These problems aren’t unique to Lance, but since we encountered them, we aimed to solve them fundamentally, not with patches.

Existing Approaches

Before diving into our latest blob support, let’s examine the two common approaches we’ve seen for handling blob storage. Understanding why each approach hits the three problems outlined above will clarify why we believe these are fundamental walls – not just implementation gaps that can be patched over.

Approach 1: Everything as an External Reference

This is what most formats today do. There are two main reasons for this design choice:

Simplicity through uniformity. Since reference, don’t copy is a hard requirement in many cases, why not make everything an external reference to keep things simple? With object storage offering virtually infinite capacity, the natural solution is to store multimodal data as separate files and record pointers in the table.
Format limitations. OLAP-centric columnar file formats are fundamentally inefficient at storing blobs inline because of their row group-based layout. A row group is either too large (making writes slow and reads inefficient when you only need a few images) or too small (creating excessive metadata overhead and poor compression). Storing blobs as external references plays to what these formats do well – storing path strings efficiently – while avoiding what they struggle with.

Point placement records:
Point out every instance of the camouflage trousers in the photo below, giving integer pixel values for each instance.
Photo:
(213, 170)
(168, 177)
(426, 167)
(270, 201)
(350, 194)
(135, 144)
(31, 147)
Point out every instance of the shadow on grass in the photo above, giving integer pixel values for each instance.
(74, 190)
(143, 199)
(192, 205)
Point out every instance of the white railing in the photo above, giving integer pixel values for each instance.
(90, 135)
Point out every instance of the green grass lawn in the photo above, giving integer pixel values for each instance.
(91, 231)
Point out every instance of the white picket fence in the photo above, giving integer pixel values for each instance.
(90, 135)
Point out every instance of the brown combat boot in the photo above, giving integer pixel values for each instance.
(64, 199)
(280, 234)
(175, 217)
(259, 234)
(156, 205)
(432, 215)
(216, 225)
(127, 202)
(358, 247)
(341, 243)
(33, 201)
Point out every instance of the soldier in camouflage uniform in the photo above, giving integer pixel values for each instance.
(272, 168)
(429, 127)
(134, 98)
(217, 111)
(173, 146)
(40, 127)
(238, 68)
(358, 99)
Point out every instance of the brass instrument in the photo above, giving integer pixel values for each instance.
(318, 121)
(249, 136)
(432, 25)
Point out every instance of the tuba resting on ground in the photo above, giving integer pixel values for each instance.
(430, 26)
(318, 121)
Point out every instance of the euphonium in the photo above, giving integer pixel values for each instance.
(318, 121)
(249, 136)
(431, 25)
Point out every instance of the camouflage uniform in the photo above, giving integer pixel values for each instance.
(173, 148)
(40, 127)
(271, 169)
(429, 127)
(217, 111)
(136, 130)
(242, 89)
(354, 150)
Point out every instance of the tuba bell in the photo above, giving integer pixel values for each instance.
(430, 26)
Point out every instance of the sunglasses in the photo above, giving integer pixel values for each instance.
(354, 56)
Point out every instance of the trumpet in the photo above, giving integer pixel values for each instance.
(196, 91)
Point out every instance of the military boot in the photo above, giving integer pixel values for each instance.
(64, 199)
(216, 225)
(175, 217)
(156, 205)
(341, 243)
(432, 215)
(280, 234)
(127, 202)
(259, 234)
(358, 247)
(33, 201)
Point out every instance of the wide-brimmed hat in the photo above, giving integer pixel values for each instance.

=== Direction ===
Write the next part of the text on blob storage approaches, starting after its final sentence. The records were taken from a separate source and are not related to the text.

=== Exercise output ===
This approach has become so prevalent that modern lakehouse stacks have built dedicated abstractions around it. Unity Catalog offers Volumes , Apache Gravitino provides Filesets – dedicated endpoints and concepts that appear to elevate blobs to first-class status. But look closer: these abstractions are still separate from tables, governed through different APIs, and managed as a segregated component in the catalog. They’re adding a governance layer on top of the same fundamental approach – blobs live outside your data, and you’re responsible for keeping the two in sync.

Circling back to the three problems we listed above, making everything an external reference solves Problem 2: Existing External Reference completely. However, this approach creates issues with the other two:

Inefficiency in Multimodal AI Training

This hits Problem 1: Mixed Blob Access Strategy head-on. Model training typically constrains multimodal data sizes to under 1MB for images and under 5MB for video clips. These small blobs need locality and low overhead – exactly what external references fail to provide. Two performance problems dominate:

GPU Utilization. Pulling billions of images and video clips into GPU memory during training wastes precious GPU cycles. With the external reference approach, training typically becomes I/O bound due to object store connection overhead. Each blob requires a separate HTTP request, and the latency adds up quickly at scale.
Storage Metadata Bottleneck. For some object stores – and especially high-performance file systems used for training – too many files create metadata pressure. Having billions of references means billions of objects, which makes storage access inherently slow.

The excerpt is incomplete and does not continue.